» **Parts of the exercise**:
1) Answer these questions using the novel summary, one answer per line, marked like the questions.
(a) Who raises Peregrine after he is alienated from his family?
(b) Where is Peregrine jailed?
(c) Who wrote "The Memoirs of a Lady of Quality"?
2) List every human failing that the novel summary names as a target of Smollett's satire.
3) Write out the novel summary's text from "Peregrine's detailed life" to "Vane, Viscountess Vane.", without any changes.

» **Study text**:
BEGIN
The novel begins with the character of Peregrine as a young country gentleman rejected by his cruel mother, ignored by his indifferent father, and hated by his degenerate brother. After their alienation, he turns to Commodore Hawser Trunnion, who raises him.

Peregrine's detailed life experience provides a scope for Smollett's satire on human cruelty, stupidity, and greed: from his upbringing, education at Oxford, journey to France, jailing at the Fleet, and unexpected succession to his father's fortune and his final repentance and marriage to his beloved Emilia. The novel is written as a series of adventures, with every chapter depicting a new experience. The novel also contains a lengthy independent story called "The Memoirs of a Lady of Quality", written by Frances Vane, Viscountess Vane.
END
» **Listed records**:
BEGIN
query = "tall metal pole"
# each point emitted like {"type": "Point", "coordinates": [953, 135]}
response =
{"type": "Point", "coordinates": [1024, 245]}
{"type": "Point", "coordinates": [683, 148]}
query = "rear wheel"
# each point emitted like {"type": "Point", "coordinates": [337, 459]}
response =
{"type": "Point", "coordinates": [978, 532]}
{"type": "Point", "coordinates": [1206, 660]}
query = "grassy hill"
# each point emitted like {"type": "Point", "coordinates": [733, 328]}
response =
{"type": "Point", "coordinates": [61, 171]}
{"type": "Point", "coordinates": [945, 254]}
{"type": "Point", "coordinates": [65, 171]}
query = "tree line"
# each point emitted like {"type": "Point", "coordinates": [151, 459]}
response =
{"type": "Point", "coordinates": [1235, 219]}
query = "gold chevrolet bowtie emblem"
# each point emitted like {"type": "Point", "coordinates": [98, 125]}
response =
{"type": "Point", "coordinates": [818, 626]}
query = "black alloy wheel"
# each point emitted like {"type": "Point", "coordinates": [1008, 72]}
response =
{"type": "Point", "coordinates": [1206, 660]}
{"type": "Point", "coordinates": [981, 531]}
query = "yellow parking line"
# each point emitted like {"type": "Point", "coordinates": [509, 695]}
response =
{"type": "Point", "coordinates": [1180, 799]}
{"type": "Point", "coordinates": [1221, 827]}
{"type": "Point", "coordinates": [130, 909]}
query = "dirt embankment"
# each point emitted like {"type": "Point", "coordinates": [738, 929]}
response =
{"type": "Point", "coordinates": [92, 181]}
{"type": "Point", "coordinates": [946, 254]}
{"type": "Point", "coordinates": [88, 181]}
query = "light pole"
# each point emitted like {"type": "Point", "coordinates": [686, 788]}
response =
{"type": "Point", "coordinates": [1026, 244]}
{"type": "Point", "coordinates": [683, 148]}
END
» **Responses to the tasks**:
1)
(a) Commodore Hawser Trunnion
(b) At the Fleet
(c) Frances Vane, Viscountess Vane

2) Cruelty, stupidity, greed

3)
Peregrine's detailed life experience provides a scope for Smollett's satire on human cruelty, stupidity, and greed: from his upbringing, education at Oxford, journey to France, jailing at the Fleet, and unexpected succession to his father's fortune and his final repentance and marriage to his beloved Emilia. The novel is written as a series of adventures, with every chapter depicting a new experience. The novel also contains a lengthy independent story called "The Memoirs of a Lady of Quality", written by Frances Vane, Viscountess Vane.